### Source records

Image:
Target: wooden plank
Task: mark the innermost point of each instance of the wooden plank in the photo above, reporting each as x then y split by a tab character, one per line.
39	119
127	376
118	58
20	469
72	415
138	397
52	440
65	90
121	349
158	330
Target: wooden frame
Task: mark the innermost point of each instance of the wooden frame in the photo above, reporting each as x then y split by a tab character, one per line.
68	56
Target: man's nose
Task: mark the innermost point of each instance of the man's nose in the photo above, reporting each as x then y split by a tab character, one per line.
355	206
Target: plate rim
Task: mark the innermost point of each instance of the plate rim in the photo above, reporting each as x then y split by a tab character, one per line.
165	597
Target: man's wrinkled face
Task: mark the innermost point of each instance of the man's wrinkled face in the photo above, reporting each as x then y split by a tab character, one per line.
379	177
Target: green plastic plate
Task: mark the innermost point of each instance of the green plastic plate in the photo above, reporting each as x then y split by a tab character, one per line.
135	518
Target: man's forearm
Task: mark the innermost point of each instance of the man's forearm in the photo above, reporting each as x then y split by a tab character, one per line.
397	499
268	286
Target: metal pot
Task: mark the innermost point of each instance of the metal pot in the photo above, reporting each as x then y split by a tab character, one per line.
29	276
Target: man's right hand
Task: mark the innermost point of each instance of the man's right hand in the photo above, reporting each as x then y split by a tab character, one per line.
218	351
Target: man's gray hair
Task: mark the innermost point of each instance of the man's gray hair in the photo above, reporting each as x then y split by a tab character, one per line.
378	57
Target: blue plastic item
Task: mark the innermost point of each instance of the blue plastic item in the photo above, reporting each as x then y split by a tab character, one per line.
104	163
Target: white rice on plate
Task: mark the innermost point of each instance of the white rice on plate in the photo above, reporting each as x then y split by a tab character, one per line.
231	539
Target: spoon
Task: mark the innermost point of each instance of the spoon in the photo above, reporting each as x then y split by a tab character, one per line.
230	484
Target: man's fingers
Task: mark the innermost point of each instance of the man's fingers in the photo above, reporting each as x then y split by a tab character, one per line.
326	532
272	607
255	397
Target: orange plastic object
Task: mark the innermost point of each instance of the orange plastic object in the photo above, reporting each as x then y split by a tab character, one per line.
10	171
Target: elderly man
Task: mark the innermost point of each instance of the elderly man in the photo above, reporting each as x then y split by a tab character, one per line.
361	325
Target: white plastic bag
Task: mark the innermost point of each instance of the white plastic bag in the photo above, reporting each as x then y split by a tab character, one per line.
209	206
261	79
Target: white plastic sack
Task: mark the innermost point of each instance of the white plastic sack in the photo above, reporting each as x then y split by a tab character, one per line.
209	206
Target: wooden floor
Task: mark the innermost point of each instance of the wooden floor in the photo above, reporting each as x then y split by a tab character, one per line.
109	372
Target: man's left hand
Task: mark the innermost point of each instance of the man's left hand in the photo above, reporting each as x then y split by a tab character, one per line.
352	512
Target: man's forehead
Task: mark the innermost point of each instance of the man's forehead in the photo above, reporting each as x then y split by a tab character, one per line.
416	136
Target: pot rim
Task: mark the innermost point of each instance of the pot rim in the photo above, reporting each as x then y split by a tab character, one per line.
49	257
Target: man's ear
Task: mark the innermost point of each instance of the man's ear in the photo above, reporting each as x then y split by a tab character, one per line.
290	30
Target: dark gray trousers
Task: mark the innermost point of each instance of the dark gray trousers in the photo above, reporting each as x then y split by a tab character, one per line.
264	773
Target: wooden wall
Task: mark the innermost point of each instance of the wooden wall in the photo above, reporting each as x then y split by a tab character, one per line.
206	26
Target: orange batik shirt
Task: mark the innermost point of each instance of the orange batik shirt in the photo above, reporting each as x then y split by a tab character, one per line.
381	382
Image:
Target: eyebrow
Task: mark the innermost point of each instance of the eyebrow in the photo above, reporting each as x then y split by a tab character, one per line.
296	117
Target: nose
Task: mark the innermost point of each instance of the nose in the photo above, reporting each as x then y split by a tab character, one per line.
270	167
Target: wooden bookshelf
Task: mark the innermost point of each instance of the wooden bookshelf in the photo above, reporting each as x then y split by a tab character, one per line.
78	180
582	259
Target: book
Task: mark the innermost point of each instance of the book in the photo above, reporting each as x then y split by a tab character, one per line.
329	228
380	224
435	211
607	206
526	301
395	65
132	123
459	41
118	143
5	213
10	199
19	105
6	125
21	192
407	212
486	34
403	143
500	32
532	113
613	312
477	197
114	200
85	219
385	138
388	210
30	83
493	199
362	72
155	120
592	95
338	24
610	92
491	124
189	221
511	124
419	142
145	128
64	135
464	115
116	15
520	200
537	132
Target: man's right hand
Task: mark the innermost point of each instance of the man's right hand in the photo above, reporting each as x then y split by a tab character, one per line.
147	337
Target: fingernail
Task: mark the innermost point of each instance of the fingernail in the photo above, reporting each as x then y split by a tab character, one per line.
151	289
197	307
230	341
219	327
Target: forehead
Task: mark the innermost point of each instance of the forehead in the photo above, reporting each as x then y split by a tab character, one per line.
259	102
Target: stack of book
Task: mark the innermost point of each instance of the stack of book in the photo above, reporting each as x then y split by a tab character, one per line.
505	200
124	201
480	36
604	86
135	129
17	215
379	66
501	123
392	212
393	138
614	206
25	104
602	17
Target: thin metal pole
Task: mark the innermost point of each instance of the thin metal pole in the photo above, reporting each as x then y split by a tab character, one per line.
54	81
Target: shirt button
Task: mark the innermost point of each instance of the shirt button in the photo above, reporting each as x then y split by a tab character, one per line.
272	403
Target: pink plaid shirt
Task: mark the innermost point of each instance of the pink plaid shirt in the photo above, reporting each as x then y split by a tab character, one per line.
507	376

### Request
Reproduce the lines word for word, starting at the one holding "Target: fingernail" and ending at the final line of the material above.

### The output
Target: fingernail
Task: mark the innermost point of each instance of the fingernail in the photo above, reporting each as x then y split by a tab character, one per line.
151	289
197	307
230	341
219	327
Target: forehead
Task: mark the innermost point of each instance of the forehead in the photo above, reporting each as x then y split by a tab character, one per line.
259	102
Target: stack of book
Task: mark the innermost point of each instance of the stack of book in the photo above, reporting each as x then y split by a tab character, one per line.
505	200
124	201
480	36
604	86
135	129
17	215
379	66
501	123
392	212
393	138
614	206
25	104
602	17
Target: thin metal pole
Task: mark the innermost point of each instance of the thin metal pole in the photo above, reporting each as x then y split by a tab character, one per line.
54	81
Target: shirt button
Task: mark the innermost point of each instance of the shirt button in the photo above, reporting each as x then y split by a tab character, one per line.
272	403
Target: pink plaid shirt
Task: mark the innermost point of each instance of the pink plaid shirt in the photo above, reporting each as x then y split by a tab character, one per line.
507	376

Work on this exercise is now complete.